**Exercise aim:**
Rewrite the material from its first line up to and including the line with "top-left (423, 444), bottom-right (500, 477)", replacing "bounding box" with "rectangle" and keeping everything else the same.

**Data excerpts:**
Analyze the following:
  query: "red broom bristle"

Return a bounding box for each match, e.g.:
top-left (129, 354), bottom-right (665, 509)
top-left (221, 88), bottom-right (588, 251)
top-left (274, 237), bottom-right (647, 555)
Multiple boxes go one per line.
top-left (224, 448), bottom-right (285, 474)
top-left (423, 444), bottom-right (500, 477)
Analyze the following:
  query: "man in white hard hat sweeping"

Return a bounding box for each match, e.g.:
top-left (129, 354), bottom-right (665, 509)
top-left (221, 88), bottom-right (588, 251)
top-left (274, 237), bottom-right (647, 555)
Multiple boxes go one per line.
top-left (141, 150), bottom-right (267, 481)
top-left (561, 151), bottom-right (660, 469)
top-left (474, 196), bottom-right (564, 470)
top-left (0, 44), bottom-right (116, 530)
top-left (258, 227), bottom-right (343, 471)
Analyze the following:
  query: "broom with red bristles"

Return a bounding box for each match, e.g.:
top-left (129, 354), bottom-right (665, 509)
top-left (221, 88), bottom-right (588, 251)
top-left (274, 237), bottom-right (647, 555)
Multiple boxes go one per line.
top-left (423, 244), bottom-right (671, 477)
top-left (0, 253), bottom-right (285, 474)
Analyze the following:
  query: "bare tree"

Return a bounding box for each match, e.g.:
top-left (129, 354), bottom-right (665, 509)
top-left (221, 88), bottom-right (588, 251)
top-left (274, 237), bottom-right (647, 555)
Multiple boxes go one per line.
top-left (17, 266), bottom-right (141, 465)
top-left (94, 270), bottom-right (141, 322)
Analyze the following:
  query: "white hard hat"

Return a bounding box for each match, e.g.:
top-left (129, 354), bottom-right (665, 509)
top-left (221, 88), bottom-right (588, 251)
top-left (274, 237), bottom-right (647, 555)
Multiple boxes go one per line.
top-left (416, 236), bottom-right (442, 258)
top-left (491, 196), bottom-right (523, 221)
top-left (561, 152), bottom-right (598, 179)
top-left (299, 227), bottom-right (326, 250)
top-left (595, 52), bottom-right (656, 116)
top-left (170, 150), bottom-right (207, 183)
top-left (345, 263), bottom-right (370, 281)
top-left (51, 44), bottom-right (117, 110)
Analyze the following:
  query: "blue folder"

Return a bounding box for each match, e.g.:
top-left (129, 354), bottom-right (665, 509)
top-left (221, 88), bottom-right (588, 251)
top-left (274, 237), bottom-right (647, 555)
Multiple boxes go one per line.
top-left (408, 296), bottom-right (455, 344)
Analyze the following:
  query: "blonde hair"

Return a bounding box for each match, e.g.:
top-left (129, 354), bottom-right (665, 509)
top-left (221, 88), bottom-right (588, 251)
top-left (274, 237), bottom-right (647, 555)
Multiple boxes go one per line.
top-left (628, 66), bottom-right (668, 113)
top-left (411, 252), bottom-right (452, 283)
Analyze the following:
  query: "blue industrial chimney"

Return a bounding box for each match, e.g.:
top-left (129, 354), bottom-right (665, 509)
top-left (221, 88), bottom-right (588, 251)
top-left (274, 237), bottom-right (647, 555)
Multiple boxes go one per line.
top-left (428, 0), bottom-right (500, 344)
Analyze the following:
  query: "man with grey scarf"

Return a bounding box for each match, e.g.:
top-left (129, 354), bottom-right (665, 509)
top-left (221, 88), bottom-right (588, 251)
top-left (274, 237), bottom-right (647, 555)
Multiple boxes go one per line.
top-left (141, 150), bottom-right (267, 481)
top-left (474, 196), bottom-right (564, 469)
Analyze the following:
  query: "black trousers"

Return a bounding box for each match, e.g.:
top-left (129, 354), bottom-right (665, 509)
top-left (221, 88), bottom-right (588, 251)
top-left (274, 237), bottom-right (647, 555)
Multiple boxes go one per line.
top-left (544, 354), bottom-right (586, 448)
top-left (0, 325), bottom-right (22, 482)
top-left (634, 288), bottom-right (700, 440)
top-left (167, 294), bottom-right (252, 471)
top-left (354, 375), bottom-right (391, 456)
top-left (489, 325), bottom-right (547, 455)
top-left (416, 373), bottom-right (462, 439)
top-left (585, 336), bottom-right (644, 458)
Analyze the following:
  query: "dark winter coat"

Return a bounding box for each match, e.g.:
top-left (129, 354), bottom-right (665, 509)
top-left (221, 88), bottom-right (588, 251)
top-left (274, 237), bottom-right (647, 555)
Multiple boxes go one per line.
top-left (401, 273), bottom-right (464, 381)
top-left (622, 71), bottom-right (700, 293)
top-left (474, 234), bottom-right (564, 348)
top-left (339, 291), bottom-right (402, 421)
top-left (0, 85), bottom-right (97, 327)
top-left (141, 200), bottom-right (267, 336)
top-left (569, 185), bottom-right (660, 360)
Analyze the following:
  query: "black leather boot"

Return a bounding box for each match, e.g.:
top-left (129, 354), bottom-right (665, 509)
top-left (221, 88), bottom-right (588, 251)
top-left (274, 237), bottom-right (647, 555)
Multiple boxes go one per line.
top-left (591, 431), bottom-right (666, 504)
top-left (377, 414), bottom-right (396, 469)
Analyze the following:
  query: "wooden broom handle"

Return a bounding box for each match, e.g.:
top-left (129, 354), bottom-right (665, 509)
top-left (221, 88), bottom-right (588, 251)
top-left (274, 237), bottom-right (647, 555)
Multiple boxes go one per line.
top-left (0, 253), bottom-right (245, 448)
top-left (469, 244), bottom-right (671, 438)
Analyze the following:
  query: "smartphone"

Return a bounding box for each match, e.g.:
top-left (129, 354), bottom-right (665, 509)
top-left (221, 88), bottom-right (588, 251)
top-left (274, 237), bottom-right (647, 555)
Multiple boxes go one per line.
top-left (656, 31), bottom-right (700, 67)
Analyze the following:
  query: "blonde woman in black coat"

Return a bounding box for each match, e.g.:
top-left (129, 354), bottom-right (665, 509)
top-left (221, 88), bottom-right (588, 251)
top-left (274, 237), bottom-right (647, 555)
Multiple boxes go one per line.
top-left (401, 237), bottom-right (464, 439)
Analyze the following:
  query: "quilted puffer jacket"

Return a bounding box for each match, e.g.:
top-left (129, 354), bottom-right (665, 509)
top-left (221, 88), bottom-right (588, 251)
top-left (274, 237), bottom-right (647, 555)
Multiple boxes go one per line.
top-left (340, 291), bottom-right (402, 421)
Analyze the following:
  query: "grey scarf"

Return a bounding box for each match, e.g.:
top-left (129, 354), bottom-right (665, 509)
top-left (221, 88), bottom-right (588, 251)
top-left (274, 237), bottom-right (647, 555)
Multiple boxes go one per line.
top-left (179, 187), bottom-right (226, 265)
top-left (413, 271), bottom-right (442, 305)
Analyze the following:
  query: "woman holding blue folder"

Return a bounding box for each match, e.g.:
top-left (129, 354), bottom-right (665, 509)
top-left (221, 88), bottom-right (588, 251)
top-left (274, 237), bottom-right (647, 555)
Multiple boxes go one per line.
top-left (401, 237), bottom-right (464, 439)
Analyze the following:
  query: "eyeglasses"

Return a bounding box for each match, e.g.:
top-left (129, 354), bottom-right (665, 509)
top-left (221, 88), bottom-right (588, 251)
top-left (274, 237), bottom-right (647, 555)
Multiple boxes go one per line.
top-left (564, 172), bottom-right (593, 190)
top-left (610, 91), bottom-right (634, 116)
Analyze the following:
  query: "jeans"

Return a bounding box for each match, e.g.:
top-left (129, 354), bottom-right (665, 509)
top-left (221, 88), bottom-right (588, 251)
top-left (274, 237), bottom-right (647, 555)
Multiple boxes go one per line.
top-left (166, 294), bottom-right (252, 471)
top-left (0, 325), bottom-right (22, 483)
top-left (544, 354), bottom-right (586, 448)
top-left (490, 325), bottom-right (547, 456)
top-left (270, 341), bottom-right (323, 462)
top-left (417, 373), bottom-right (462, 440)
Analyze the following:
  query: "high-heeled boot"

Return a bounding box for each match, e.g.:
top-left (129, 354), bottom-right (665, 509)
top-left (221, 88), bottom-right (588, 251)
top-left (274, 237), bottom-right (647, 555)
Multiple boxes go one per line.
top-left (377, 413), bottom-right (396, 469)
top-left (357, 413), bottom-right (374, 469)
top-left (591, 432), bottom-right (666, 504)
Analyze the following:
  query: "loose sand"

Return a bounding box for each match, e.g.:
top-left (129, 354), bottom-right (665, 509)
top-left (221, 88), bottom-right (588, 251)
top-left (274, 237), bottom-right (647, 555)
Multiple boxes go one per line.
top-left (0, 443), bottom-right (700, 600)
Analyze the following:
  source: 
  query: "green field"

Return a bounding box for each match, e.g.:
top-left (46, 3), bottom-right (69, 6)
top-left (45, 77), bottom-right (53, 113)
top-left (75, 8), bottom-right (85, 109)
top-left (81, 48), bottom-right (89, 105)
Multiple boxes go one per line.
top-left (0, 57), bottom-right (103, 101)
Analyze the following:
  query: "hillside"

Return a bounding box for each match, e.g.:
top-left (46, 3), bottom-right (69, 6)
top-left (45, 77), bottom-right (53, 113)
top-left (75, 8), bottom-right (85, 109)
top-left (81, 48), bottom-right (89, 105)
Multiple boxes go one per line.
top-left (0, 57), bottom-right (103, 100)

**Task result:**
Analyze the following:
  query: "red broom bristle"

Return a rectangle for each match, e.g.:
top-left (129, 354), bottom-right (665, 509)
top-left (221, 88), bottom-right (588, 251)
top-left (274, 237), bottom-right (647, 555)
Multiple boxes go one per line.
top-left (224, 448), bottom-right (285, 474)
top-left (423, 444), bottom-right (500, 477)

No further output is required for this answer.